### What the task asks:
Copy the part of the records that opens with the line containing "Target: green plant stem" and runs through the end of the records. Leave the pictures out of your copy.

### Entries shown:
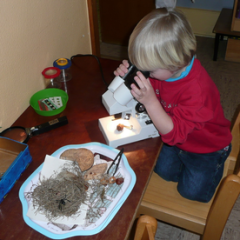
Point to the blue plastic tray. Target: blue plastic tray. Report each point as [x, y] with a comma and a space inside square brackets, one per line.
[99, 225]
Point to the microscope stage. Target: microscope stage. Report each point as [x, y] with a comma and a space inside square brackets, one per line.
[141, 129]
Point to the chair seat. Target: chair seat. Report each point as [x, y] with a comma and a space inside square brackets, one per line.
[162, 201]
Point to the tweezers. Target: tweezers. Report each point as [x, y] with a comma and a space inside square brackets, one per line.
[116, 161]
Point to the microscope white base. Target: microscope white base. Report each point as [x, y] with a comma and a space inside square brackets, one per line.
[115, 138]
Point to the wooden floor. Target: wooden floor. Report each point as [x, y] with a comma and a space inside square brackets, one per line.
[226, 75]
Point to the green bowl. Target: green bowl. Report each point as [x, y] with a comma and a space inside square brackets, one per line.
[46, 93]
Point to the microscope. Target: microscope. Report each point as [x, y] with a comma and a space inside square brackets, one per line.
[128, 121]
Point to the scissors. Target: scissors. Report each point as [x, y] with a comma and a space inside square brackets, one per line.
[116, 162]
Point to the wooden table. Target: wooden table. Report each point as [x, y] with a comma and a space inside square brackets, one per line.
[223, 28]
[83, 110]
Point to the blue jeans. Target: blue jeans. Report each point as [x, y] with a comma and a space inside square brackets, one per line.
[198, 175]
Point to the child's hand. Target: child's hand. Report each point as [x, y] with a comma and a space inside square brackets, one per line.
[122, 69]
[145, 94]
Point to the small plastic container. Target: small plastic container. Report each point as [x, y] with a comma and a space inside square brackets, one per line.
[51, 75]
[64, 65]
[48, 93]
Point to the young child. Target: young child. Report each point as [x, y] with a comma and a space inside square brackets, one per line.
[182, 101]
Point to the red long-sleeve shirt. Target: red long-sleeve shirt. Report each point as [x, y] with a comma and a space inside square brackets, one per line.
[193, 103]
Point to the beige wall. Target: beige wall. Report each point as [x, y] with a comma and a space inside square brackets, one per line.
[201, 20]
[33, 34]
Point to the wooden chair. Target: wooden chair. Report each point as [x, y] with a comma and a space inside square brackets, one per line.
[146, 228]
[163, 202]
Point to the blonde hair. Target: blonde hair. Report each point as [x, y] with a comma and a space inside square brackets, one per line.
[162, 39]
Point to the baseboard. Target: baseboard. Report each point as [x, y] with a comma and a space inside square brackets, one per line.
[201, 20]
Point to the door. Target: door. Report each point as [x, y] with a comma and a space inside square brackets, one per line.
[117, 18]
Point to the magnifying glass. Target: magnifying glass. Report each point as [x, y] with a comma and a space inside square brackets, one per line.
[22, 134]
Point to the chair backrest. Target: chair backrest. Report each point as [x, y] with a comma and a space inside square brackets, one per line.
[230, 164]
[146, 228]
[227, 193]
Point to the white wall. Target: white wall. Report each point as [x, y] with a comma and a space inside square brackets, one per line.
[33, 34]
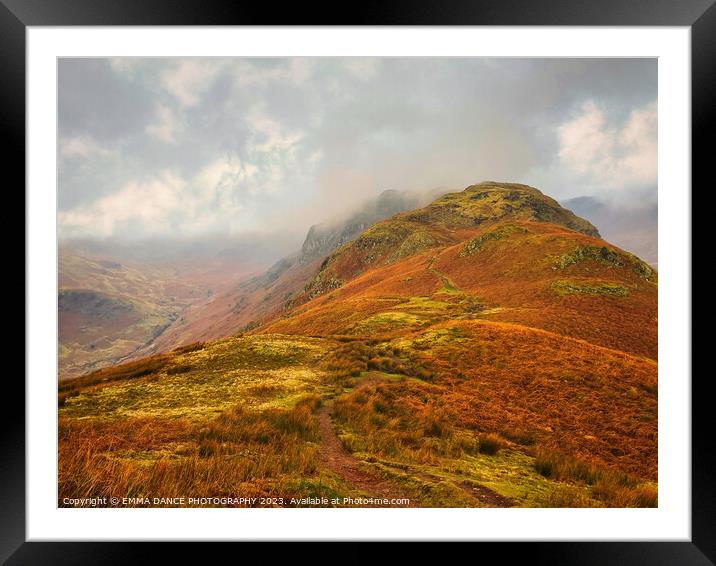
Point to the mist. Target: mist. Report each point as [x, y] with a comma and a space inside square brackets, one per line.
[169, 157]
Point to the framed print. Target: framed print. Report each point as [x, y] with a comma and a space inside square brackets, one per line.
[425, 278]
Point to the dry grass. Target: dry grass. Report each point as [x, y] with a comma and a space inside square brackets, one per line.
[239, 453]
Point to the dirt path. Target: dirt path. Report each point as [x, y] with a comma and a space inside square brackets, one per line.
[334, 457]
[337, 459]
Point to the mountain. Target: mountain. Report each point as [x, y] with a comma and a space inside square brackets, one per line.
[632, 227]
[488, 349]
[322, 239]
[270, 294]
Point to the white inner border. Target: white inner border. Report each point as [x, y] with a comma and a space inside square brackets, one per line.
[671, 521]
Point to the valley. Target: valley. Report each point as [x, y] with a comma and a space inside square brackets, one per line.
[489, 349]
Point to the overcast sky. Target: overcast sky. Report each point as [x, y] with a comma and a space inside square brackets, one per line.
[187, 148]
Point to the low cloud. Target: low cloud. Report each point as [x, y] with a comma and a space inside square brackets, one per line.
[612, 157]
[189, 147]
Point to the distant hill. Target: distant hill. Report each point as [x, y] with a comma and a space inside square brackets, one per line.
[632, 227]
[271, 293]
[488, 349]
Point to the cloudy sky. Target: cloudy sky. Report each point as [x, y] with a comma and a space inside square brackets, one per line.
[190, 148]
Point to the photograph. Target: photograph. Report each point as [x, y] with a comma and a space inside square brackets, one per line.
[357, 282]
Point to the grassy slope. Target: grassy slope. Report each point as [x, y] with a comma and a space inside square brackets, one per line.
[512, 352]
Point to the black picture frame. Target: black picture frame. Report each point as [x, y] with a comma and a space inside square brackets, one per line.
[17, 15]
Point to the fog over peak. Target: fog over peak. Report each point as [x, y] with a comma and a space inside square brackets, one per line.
[188, 148]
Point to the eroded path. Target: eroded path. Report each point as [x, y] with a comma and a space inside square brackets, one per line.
[336, 458]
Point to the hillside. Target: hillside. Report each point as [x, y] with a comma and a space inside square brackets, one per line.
[489, 349]
[502, 253]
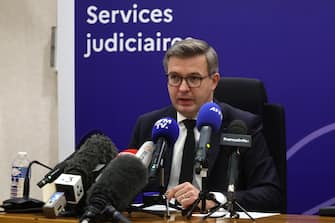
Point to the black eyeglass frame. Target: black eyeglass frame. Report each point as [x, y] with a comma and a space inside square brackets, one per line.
[197, 77]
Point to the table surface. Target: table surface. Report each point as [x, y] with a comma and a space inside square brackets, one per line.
[143, 217]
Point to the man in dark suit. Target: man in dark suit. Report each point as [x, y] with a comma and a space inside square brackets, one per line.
[192, 72]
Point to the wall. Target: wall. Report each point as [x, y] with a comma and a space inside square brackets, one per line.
[28, 88]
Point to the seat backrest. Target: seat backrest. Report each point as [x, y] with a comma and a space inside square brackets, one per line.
[249, 94]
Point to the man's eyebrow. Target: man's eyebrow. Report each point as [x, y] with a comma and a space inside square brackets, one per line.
[189, 74]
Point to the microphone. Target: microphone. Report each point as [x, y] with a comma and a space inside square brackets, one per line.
[237, 139]
[208, 121]
[54, 173]
[145, 153]
[81, 170]
[122, 179]
[164, 132]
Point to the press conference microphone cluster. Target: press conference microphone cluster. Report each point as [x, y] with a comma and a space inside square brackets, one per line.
[164, 133]
[208, 121]
[78, 172]
[123, 178]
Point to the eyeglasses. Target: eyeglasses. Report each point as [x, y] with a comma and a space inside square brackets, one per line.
[175, 80]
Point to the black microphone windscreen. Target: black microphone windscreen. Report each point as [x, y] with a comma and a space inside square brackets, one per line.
[120, 182]
[97, 149]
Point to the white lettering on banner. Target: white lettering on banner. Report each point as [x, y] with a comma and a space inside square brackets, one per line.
[133, 15]
[120, 41]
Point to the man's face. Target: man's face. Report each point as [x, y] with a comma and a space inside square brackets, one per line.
[188, 100]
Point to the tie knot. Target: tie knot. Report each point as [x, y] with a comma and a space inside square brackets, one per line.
[189, 124]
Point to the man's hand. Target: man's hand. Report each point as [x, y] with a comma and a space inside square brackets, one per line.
[184, 193]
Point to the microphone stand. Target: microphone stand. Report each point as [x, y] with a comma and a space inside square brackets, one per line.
[25, 204]
[201, 167]
[231, 200]
[162, 198]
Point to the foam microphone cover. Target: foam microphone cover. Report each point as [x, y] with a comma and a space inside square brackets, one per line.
[210, 115]
[97, 149]
[238, 127]
[120, 182]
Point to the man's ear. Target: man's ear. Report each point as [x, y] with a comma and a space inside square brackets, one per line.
[215, 79]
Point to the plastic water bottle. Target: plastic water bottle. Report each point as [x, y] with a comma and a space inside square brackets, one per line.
[19, 172]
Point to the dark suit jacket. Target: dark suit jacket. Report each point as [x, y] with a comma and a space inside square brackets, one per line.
[258, 188]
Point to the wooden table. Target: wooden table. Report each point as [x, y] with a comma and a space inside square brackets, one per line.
[145, 218]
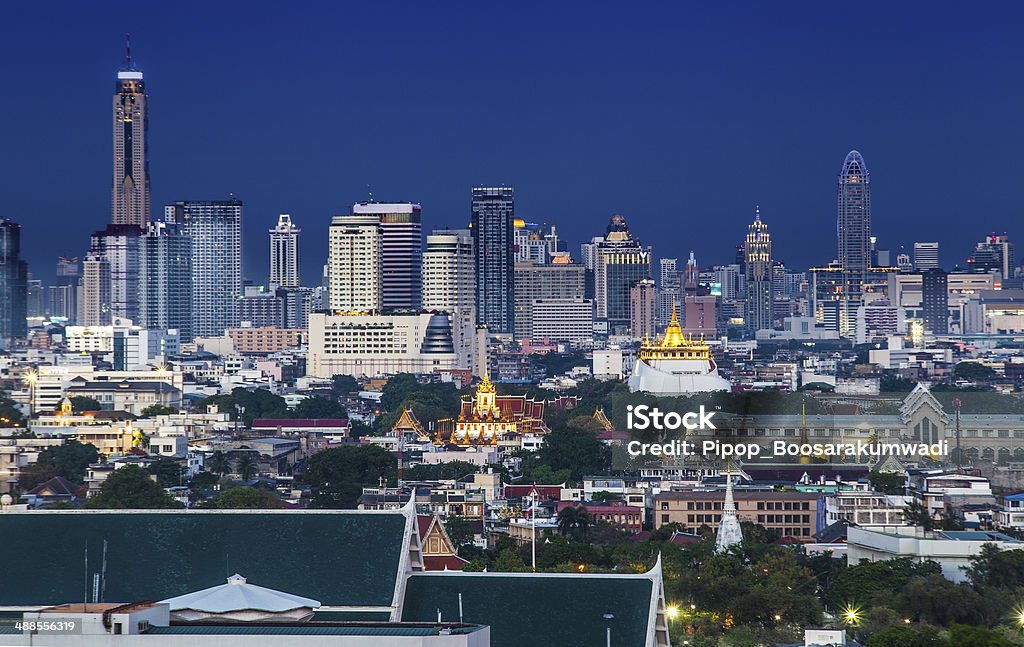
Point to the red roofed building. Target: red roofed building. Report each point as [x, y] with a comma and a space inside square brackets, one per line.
[628, 518]
[438, 551]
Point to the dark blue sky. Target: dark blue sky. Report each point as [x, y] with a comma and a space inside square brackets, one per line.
[680, 117]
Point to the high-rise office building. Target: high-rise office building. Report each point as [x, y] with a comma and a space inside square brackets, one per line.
[449, 286]
[621, 262]
[758, 313]
[355, 249]
[854, 229]
[534, 282]
[13, 284]
[285, 253]
[215, 229]
[401, 252]
[130, 197]
[94, 291]
[62, 295]
[994, 254]
[119, 243]
[643, 299]
[669, 289]
[926, 256]
[165, 279]
[935, 301]
[494, 241]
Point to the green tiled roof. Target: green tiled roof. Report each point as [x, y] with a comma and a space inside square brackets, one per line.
[341, 558]
[537, 609]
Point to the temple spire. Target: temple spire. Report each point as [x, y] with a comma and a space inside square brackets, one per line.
[729, 532]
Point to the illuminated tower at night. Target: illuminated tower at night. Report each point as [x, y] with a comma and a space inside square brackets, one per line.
[854, 227]
[131, 160]
[758, 264]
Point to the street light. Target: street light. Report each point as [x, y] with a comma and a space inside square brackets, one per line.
[608, 616]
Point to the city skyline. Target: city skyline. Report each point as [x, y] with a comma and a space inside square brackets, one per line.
[583, 198]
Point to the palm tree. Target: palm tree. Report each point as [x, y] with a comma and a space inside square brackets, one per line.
[573, 522]
[217, 463]
[246, 467]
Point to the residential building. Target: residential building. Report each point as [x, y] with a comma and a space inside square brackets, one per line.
[494, 244]
[793, 514]
[643, 300]
[285, 253]
[379, 345]
[758, 314]
[13, 284]
[165, 285]
[215, 229]
[355, 249]
[130, 195]
[621, 261]
[401, 252]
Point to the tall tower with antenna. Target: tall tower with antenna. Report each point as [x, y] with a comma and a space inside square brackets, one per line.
[130, 192]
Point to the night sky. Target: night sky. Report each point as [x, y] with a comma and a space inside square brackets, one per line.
[680, 117]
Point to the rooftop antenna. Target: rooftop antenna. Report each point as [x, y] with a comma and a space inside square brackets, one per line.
[128, 61]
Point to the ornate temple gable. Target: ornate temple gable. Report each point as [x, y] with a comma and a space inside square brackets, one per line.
[408, 423]
[922, 397]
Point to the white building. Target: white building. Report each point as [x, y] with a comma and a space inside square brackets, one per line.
[355, 248]
[377, 345]
[128, 347]
[562, 320]
[449, 286]
[951, 549]
[285, 253]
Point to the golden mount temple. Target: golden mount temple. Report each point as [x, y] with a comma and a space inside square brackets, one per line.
[676, 364]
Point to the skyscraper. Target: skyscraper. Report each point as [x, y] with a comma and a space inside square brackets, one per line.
[401, 252]
[285, 253]
[130, 198]
[62, 301]
[13, 284]
[494, 240]
[165, 279]
[215, 229]
[926, 256]
[355, 247]
[621, 262]
[94, 293]
[854, 229]
[119, 244]
[758, 313]
[935, 301]
[449, 286]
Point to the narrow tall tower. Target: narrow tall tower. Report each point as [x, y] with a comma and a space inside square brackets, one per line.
[130, 198]
[757, 261]
[285, 253]
[854, 230]
[729, 531]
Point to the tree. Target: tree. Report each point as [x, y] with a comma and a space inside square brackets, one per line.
[573, 522]
[247, 467]
[338, 475]
[887, 482]
[973, 372]
[318, 406]
[69, 461]
[994, 568]
[217, 463]
[169, 473]
[247, 498]
[343, 385]
[157, 410]
[83, 403]
[131, 487]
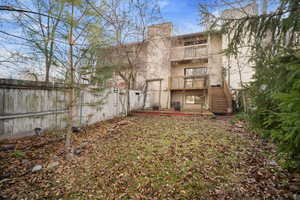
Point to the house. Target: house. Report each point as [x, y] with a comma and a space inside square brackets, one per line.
[188, 71]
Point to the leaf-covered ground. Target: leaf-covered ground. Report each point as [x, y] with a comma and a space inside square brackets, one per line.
[148, 157]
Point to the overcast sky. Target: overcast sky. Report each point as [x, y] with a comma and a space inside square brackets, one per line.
[182, 13]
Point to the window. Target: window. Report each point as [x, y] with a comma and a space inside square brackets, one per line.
[194, 42]
[194, 99]
[195, 71]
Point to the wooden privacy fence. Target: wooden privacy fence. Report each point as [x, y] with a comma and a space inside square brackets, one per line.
[26, 105]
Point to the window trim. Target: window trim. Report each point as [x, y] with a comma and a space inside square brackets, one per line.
[200, 67]
[194, 95]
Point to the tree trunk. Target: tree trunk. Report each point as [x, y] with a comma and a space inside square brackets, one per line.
[71, 92]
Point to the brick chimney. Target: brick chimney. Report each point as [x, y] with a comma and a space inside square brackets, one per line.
[160, 30]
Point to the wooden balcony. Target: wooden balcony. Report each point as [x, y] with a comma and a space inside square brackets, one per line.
[189, 52]
[188, 82]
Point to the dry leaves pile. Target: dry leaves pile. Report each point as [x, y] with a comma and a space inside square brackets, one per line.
[145, 157]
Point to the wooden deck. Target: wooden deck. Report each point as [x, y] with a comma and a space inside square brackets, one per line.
[172, 112]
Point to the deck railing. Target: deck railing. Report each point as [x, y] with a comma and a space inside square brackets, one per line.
[189, 52]
[188, 82]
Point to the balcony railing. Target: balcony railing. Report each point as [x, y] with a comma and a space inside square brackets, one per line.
[188, 82]
[189, 52]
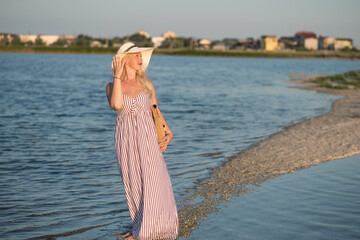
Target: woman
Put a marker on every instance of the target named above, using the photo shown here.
(141, 164)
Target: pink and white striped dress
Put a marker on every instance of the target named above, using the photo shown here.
(144, 173)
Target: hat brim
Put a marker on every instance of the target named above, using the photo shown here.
(145, 52)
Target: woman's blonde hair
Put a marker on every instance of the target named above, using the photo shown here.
(141, 79)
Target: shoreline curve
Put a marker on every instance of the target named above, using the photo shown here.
(331, 136)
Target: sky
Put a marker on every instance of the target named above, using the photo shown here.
(211, 19)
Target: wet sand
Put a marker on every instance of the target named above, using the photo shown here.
(331, 136)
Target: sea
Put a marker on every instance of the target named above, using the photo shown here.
(58, 172)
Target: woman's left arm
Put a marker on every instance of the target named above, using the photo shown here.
(168, 134)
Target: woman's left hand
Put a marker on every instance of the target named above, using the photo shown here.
(167, 139)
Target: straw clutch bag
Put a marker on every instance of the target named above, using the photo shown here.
(160, 128)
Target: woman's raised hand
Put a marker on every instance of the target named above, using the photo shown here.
(117, 66)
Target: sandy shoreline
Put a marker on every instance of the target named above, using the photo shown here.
(331, 136)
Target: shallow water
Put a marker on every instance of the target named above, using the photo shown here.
(57, 161)
(321, 202)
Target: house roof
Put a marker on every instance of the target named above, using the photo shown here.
(306, 34)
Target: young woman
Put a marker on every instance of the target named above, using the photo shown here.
(141, 164)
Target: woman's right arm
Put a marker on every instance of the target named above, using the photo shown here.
(113, 90)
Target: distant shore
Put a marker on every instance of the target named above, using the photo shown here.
(334, 135)
(321, 54)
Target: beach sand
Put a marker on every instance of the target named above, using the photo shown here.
(332, 136)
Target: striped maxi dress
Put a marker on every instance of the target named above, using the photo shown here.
(144, 173)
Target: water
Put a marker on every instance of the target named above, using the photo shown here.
(321, 202)
(58, 170)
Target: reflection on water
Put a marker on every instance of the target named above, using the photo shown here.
(321, 202)
(57, 159)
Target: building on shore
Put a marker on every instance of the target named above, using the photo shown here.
(169, 34)
(96, 44)
(204, 44)
(269, 42)
(6, 37)
(157, 41)
(342, 43)
(327, 43)
(68, 39)
(28, 39)
(141, 32)
(49, 39)
(220, 47)
(307, 39)
(287, 43)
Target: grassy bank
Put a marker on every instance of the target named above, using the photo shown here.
(188, 52)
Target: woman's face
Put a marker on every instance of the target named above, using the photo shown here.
(134, 60)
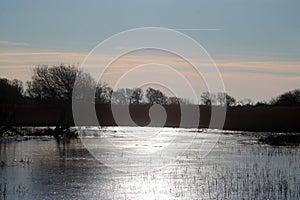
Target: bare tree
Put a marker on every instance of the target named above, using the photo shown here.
(225, 99)
(10, 91)
(103, 93)
(137, 95)
(177, 100)
(208, 98)
(246, 102)
(155, 96)
(55, 85)
(291, 98)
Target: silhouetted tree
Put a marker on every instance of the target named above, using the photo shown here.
(137, 95)
(291, 98)
(11, 92)
(208, 98)
(103, 93)
(225, 99)
(177, 100)
(55, 84)
(155, 96)
(245, 102)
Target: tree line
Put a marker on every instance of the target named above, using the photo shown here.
(55, 85)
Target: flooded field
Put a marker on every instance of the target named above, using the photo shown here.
(237, 167)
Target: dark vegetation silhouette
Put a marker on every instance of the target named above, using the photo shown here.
(53, 87)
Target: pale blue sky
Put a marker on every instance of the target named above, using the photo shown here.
(261, 31)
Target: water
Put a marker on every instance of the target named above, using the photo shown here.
(236, 168)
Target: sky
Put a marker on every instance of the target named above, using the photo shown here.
(255, 44)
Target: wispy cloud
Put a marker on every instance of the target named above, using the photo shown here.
(198, 29)
(10, 43)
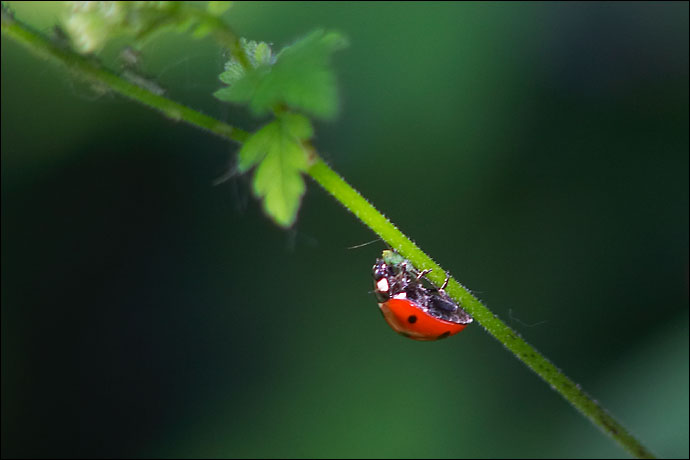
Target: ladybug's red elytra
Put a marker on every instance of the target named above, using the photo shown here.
(412, 308)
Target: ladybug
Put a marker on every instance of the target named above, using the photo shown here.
(411, 307)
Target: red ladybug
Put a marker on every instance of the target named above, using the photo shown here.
(411, 308)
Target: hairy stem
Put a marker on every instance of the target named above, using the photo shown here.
(357, 205)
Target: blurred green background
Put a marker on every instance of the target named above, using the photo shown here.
(537, 151)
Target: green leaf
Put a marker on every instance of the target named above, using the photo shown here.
(218, 8)
(277, 149)
(300, 77)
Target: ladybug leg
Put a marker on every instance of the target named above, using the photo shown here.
(423, 273)
(445, 283)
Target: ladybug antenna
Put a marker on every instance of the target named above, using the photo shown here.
(423, 273)
(364, 244)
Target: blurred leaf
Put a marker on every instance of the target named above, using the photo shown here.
(300, 76)
(278, 149)
(218, 8)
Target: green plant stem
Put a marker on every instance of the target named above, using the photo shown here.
(94, 72)
(363, 210)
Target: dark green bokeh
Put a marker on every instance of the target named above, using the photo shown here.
(538, 151)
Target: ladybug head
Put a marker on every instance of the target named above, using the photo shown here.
(382, 281)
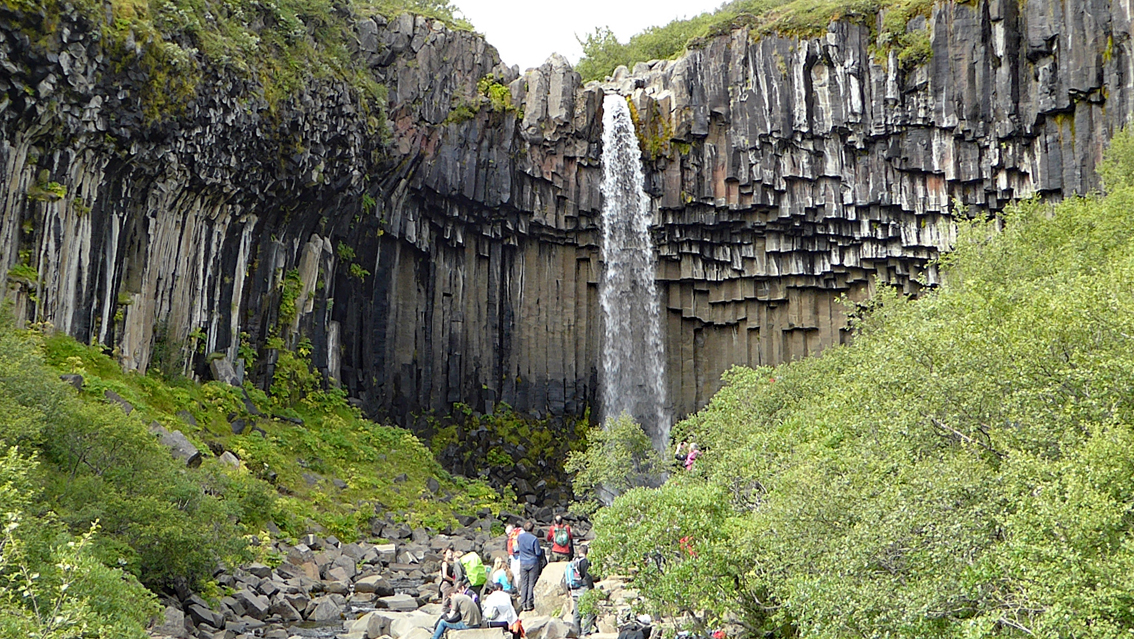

### The solution:
Target: green plant stem
Put a marker on every instance of the target named above, using the photo shown here.
(94, 72)
(363, 210)
Target: dark green bokeh
Put a marker on every instance of the target named above, using the photo shown here.
(538, 151)
Target: ladybug head
Put a marker on every instance of the target named above, using the photo shown here.
(382, 281)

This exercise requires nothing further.